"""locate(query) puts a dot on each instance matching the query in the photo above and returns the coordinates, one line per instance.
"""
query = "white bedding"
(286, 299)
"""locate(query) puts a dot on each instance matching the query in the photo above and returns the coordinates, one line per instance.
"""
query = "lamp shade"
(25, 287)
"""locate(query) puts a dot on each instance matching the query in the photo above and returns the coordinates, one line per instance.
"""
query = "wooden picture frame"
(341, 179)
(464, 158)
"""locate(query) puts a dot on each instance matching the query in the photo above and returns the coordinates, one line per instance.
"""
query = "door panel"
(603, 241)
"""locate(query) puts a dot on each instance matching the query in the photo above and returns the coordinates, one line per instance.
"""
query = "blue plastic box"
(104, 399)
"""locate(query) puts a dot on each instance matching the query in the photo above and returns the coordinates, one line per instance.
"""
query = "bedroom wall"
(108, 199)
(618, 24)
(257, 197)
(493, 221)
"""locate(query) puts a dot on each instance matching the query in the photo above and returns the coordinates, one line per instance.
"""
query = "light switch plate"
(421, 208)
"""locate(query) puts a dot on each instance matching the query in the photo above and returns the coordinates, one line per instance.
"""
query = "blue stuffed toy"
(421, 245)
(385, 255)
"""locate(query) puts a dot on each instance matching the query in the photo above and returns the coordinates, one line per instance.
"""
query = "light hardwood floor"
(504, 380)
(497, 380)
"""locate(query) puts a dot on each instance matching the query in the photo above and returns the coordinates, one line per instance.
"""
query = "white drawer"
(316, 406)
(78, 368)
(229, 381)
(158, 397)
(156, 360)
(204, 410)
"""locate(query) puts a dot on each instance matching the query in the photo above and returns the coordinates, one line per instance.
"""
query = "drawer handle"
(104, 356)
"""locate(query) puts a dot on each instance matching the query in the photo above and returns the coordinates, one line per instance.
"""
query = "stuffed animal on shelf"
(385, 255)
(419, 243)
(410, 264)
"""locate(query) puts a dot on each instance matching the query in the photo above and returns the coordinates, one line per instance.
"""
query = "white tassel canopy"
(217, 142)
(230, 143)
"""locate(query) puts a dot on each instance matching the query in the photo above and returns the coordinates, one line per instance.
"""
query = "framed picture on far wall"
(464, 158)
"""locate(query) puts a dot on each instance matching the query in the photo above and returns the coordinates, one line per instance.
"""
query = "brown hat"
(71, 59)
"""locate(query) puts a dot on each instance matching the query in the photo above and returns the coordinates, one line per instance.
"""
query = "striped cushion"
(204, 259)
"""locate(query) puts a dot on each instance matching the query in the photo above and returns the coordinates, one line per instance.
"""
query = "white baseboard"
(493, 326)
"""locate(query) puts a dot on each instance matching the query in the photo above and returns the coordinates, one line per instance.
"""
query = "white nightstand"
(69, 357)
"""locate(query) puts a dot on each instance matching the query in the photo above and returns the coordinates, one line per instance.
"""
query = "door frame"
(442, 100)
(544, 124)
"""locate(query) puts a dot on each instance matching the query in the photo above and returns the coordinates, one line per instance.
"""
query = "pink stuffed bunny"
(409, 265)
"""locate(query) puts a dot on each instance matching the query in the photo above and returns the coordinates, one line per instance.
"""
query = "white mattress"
⁂
### Task description
Return every line exactly.

### Expected answer
"""locate(query) puts a dot on each instance matching the query in the photo above and returns the coordinates, one line per instance.
"""
query = "white bedding"
(286, 299)
"""locate(query) puts a dot on each instance matching the query in the photo above and returns the coordinates, one line per instance.
"""
query = "lamp shade"
(25, 287)
"""locate(query) puts a dot on each instance matching the query in the photo above and returns the coordinates, one line per instance.
"""
query = "wooden picture frame"
(341, 179)
(464, 158)
"""locate(query) puts a dot on each instance matching the query in the photo above and returns the coordinates, one line per instance.
"""
query = "door panel"
(603, 241)
"""locate(query) puts a dot on each instance matching the query in the photo above and returns the coordinates, one line per instance.
"""
query = "blue plastic box"
(104, 399)
"""locate(query) puts a dot on each instance matching the query in the photo above and returns the coordinates, one line per instance.
"""
query = "bedroom wall"
(108, 199)
(618, 24)
(257, 197)
(493, 221)
"""locate(query) puts a dot on each instance matching the query in the photo above and returns the coordinates, one line per instance.
"""
query = "light switch plate"
(421, 208)
"""locate(query) puts a dot on each instance matching the query in the photo above and returns the coordinates, one line per instance.
"""
query = "blue stuffed toy"
(421, 245)
(385, 255)
"""locate(query) puts a dot on each instance matching the query in the photo above and returns the coordinates, one line per instance.
"""
query = "light hardwood floor"
(504, 380)
(497, 380)
"""locate(query) puts a dot on each instance matching the query in the photo above and returns the coordinates, one line per instance.
"""
query = "white drawer"
(316, 406)
(78, 368)
(229, 381)
(158, 397)
(156, 360)
(204, 410)
"""locate(query) puts a dot on each instance matching the query in the photo above and returns the coordinates, one line per instance.
"""
query = "drawer handle"
(104, 356)
"""locate(query) puts a dot on each instance matching the query in the photo above and returns the coordinates, one line per instance.
"""
query = "stuffed animal on shelf"
(385, 255)
(419, 243)
(410, 264)
"""locate(query) puts a dot on each instance matching the query in the photo above and returns the coordinates, one line per instance.
"""
query = "white tassel canopy"
(217, 142)
(230, 143)
"""locate(query) puts a dot on each instance matching the query in the photo above and returns the coordinates, one line per instance.
"""
query = "framed picture on far wall"
(464, 158)
"""locate(query) puts a dot on each instance matching the query in the photo above and returns the coordinates, one line per instance.
"""
query = "brown hat"
(71, 59)
"""locate(query) puts a dot on each instance matching the query in the photo above and returns the coordinates, one line per instance.
"""
query = "striped cushion"
(204, 259)
"""locate(query) puts a dot on each instance matching the query in the photo above and returns the coordinates, one line per instance.
"""
query = "white baseboard"
(493, 326)
"""locate(query) puts a dot on each instance matching the query in the photo above and returns the coordinates, one line per instance.
"""
query = "white nightstand"
(69, 357)
"""locate(query) puts a dot on each instance matching the query in the photo above and returns the coordinates, one line per instance.
"""
query = "door frame"
(442, 100)
(544, 124)
"""locate(query) puts a dot on each instance matching the query in the photo above and returns the coordinates, one line per instance.
"""
query = "pink stuffed bunny"
(409, 265)
"""locate(query) puts a dot on each instance matching the query in the photo above and returns the coordinates, one line per instance.
"""
query = "white mattress"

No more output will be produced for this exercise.